**Provided information**.
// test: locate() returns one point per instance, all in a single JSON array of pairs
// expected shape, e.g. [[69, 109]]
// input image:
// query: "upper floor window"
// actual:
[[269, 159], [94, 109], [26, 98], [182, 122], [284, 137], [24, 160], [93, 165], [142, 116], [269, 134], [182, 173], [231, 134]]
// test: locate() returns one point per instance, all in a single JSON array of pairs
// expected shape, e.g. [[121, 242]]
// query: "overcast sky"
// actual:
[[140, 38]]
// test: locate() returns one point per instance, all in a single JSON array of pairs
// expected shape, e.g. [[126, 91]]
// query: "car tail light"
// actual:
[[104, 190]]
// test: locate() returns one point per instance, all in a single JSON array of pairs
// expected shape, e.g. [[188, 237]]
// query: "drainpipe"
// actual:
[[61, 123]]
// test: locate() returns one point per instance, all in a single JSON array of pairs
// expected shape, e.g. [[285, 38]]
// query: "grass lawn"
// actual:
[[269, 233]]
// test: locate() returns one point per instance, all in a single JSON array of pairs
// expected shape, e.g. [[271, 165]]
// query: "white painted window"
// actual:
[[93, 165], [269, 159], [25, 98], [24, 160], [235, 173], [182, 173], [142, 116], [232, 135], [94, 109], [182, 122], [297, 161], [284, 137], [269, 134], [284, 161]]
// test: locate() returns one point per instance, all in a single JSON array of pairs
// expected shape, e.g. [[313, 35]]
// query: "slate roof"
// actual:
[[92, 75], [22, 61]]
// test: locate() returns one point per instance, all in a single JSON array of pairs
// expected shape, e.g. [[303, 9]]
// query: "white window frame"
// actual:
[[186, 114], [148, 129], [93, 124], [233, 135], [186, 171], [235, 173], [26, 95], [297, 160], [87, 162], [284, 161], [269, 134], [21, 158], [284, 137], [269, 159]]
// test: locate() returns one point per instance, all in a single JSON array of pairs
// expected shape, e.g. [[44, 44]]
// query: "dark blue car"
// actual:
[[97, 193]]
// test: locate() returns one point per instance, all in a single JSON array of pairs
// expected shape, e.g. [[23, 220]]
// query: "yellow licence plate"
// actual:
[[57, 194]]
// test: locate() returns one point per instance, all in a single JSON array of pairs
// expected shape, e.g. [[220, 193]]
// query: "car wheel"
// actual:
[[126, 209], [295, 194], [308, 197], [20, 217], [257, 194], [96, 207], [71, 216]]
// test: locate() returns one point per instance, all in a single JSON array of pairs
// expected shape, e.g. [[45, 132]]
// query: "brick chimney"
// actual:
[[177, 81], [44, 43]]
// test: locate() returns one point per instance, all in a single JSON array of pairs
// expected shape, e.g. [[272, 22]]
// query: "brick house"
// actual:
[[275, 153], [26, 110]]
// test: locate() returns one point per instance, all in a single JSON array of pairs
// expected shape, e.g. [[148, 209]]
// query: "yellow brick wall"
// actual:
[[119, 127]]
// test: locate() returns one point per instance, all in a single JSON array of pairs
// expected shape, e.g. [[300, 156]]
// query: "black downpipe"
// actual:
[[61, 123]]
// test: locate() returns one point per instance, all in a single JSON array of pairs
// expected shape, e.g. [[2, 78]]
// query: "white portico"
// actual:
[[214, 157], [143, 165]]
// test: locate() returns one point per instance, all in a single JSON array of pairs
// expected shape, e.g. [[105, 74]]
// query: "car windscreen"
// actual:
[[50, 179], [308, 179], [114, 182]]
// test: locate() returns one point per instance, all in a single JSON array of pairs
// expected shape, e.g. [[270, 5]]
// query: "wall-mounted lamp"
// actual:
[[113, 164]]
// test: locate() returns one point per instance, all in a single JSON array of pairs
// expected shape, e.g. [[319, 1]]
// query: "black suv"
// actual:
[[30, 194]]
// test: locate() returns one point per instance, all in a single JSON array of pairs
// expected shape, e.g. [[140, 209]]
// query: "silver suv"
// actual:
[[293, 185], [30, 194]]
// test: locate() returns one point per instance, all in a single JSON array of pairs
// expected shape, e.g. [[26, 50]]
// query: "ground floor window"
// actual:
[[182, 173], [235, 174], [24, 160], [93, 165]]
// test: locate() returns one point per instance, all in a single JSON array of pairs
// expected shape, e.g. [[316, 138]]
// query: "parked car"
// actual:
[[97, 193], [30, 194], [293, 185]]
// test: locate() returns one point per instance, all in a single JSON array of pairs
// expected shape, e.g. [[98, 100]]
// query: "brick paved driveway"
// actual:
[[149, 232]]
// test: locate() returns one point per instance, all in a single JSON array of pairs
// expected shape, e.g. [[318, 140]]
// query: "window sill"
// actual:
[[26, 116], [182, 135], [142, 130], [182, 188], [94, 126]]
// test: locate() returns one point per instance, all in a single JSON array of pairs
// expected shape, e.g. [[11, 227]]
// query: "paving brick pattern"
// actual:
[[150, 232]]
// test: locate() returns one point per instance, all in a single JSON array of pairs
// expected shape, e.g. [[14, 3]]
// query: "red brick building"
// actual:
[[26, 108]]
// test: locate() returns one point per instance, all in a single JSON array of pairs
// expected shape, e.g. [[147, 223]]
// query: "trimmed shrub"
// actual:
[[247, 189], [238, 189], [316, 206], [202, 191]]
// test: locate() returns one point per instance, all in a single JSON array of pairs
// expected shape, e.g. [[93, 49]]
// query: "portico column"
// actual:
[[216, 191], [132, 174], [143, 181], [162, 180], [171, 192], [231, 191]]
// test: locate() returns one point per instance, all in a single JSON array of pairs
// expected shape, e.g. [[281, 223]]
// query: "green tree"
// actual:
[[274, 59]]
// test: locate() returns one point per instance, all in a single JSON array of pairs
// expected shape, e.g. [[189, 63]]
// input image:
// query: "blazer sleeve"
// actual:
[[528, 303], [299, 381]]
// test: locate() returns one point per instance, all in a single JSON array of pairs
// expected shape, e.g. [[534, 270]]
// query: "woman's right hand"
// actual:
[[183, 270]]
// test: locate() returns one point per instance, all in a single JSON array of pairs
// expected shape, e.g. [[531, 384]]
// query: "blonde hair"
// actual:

**Task statement**.
Count how many lines of the listing above contain the word "yellow", with case counting. Reply with only that number.

**Solution for this exercise**.
2